*** DATA RECORDS ***
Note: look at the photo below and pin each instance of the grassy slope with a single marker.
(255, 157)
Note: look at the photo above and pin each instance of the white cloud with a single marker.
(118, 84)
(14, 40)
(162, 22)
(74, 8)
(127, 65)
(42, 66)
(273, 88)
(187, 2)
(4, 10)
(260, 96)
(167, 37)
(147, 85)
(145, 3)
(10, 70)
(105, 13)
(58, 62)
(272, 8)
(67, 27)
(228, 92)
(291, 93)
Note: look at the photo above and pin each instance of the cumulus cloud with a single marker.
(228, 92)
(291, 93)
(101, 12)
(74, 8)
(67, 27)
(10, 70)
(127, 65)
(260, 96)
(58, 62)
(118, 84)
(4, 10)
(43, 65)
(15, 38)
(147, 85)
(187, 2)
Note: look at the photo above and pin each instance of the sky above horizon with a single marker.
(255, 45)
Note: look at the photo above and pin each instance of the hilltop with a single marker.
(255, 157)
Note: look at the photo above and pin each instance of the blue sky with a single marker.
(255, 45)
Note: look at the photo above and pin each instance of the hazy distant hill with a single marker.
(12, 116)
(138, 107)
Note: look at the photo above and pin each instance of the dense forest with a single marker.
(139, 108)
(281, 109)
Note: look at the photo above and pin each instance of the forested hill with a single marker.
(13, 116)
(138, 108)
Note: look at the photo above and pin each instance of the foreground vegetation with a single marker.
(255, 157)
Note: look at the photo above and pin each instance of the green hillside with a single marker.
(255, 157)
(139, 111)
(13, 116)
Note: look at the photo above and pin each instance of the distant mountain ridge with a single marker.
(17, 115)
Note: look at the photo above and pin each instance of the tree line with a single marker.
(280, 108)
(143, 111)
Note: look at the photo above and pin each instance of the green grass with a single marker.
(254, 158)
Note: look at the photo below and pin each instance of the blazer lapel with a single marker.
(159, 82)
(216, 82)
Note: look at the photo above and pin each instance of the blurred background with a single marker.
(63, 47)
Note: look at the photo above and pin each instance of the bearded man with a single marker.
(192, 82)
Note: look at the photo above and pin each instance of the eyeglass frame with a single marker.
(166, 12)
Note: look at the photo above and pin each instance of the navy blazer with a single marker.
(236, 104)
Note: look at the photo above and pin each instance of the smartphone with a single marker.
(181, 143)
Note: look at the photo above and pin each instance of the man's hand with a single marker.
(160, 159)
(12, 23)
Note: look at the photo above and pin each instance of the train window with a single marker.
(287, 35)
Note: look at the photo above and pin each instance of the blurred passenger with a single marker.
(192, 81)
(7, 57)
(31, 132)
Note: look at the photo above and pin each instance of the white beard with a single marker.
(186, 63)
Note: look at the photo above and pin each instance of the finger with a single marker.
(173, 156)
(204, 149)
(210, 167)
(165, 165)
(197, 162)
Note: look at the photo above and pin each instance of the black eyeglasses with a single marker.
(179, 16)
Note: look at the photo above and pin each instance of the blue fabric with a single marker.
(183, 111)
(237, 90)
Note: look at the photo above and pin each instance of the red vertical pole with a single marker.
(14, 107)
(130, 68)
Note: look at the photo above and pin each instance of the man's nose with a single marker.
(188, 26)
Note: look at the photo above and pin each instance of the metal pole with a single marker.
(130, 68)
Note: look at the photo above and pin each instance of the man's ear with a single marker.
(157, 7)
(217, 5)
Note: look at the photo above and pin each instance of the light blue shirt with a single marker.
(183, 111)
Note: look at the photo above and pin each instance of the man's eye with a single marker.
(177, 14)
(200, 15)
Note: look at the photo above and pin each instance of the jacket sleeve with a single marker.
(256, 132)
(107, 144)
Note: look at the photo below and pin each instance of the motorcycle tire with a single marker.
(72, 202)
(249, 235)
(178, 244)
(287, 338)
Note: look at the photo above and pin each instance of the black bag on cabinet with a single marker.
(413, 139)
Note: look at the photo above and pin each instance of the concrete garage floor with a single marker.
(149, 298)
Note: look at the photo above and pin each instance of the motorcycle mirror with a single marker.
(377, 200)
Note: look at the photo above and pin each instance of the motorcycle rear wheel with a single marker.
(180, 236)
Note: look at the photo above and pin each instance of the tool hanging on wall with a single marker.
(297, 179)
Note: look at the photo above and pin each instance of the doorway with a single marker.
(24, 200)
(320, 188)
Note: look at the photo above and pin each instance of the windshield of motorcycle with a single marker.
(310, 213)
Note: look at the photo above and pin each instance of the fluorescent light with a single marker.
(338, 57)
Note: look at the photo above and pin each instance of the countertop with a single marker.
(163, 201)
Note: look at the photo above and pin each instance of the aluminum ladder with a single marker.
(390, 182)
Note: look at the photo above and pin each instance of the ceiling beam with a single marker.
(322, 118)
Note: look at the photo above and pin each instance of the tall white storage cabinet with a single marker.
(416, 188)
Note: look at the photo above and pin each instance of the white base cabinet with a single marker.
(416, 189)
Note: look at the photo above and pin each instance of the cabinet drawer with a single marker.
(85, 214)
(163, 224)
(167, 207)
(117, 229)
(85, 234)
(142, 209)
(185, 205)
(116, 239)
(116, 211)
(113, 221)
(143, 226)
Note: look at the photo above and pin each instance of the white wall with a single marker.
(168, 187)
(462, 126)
*** End of DATA RECORDS ***
YOUR GOAL
Every entry should be output again exactly as written.

REPLY TO THE TASK
Note: look at the photo below and pin each instance of the grassy slope with a single marker.
(255, 157)
Note: look at the photo above and pin each instance of the white cloud with a single marker.
(118, 84)
(14, 40)
(162, 22)
(74, 8)
(127, 65)
(42, 66)
(273, 88)
(187, 2)
(4, 10)
(260, 96)
(167, 37)
(147, 85)
(145, 3)
(10, 70)
(105, 13)
(58, 62)
(272, 8)
(67, 27)
(228, 92)
(291, 93)
Note: look at the photo above and pin each instance of the cumulus cloud with a single marker.
(228, 92)
(291, 93)
(101, 12)
(74, 8)
(67, 27)
(10, 70)
(127, 65)
(260, 96)
(58, 62)
(118, 84)
(4, 10)
(43, 65)
(15, 38)
(147, 85)
(187, 2)
Note: look at the photo above and pin each instance of the sky above horizon with a single marker.
(255, 45)
Note: look at the photo above and pin each instance of the hilltop with a single marker.
(255, 157)
Note: look at the photo above and pin each instance of the blue sky with a single marker.
(255, 45)
Note: look at the photo above and pin each instance of the hazy distant hill with a single marker.
(12, 116)
(138, 107)
Note: look at the photo above and pin each instance of the dense forest with a single marker.
(139, 108)
(281, 109)
Note: look at the photo above and pin each instance of the forested hill with a single marker.
(13, 116)
(138, 108)
Note: look at the photo above and pin each instance of the foreground vegetation with a single marker.
(255, 157)
Note: look at the photo above and pin each instance of the green hillside with a single marker.
(255, 157)
(139, 111)
(13, 116)
Note: look at the photo above and pin each instance of the distant mountain ridge with a single marker.
(17, 115)
Note: look at the photo above and pin each instance of the tree line with a single marker.
(280, 108)
(143, 111)
Note: look at the photo above and pin each instance of the green grass with a single marker.
(254, 158)
Note: look at the photo below and pin each instance of the blazer lapel with a single marker.
(159, 82)
(216, 82)
Note: look at the photo above and pin each instance of the blurred background with a single marker.
(63, 47)
Note: look at the photo above and pin each instance of the bearded man with a single marker.
(192, 82)
Note: look at the photo above and pin each instance of the eyeglass frame with a single marker.
(166, 12)
Note: look at the photo above and pin each instance of the navy blazer with a single marker.
(236, 104)
Note: look at the photo above and pin each instance of the smartphone with a single marker.
(181, 143)
Note: look at the photo above and pin each instance of the man's hand with a single marker.
(160, 159)
(12, 23)
Note: look at the photo above and pin each instance of the train window with a single marker.
(287, 35)
Note: look at the photo above and pin each instance of the blurred passenger with a single marker.
(192, 81)
(7, 57)
(31, 132)
Note: look at the photo above and pin each instance of the white beard with a single marker.
(186, 63)
Note: look at the photo above and pin each instance of the finger with a single marker.
(173, 156)
(204, 149)
(210, 167)
(165, 165)
(197, 162)
Note: look at the photo above and pin each instance of the black eyeglasses with a single marker.
(179, 16)
Note: look at the photo above and pin each instance of the blue fabric with a single marker.
(183, 111)
(237, 90)
Note: look at the photo above and pin each instance of the red vertical pole with a single marker.
(14, 107)
(130, 68)
Note: look at the photo above and pin each instance of the man's nose with a single marker.
(188, 26)
Note: look at the photo above and pin each instance of the metal pole with a single marker.
(130, 68)
Note: look at the photo above and pin each instance of the man's ear with a single marker.
(157, 7)
(217, 5)
Note: look at the photo above and pin each instance of the light blue shirt with a single marker.
(183, 111)
Note: look at the photo above and pin each instance of the man's eye with a single marker.
(177, 14)
(200, 15)
Note: look at the photo above and pin each instance of the jacket sleeve with a single marker.
(256, 132)
(107, 144)
Note: look at the photo below and pin each instance of the motorcycle tire with a single marker.
(72, 202)
(249, 235)
(178, 244)
(287, 338)
Note: look at the photo above and pin each instance of the black bag on cabinet with a single marker.
(413, 139)
Note: look at the photo above and pin each instance of the concrete garage floor with a single marker.
(149, 298)
Note: look at the photo above and pin each instance of the motorcycle mirror with a single marker.
(377, 200)
Note: look at the photo above and pin each instance of the motorcycle rear wheel with a single marker.
(180, 236)
Note: look at the photo above and pin each instance of the tool hanging on wall with a single marker.
(297, 179)
Note: look at the photo above and pin each instance of the doorway with a single marker.
(24, 200)
(320, 188)
Note: look at the photo above and pin each instance of the windshield of motorcycle with a single marker.
(310, 213)
Note: look at the photo above and pin each instance of the fluorescent light with a single marker.
(338, 57)
Note: look at the photo above and pin each instance of the countertop with a single marker.
(163, 201)
Note: look at the photo above and pin each instance of the aluminum ladder with a single marker.
(390, 182)
Note: look at the photo above and pin each instance of the ceiling beam with a single marker.
(322, 118)
Note: look at the photo above and pin each instance of the tall white storage cabinet with a single marker.
(416, 188)
Note: look at the photo above and pin each instance of the white base cabinet with a single marker.
(416, 189)
Note: look at the photo above and pin each instance of the cabinet drawer with a single marker.
(85, 214)
(163, 224)
(167, 207)
(117, 229)
(85, 234)
(142, 209)
(185, 205)
(116, 239)
(116, 211)
(113, 221)
(143, 226)
Note: look at the photo above and pin each instance of the white wall with a single marker.
(168, 187)
(462, 126)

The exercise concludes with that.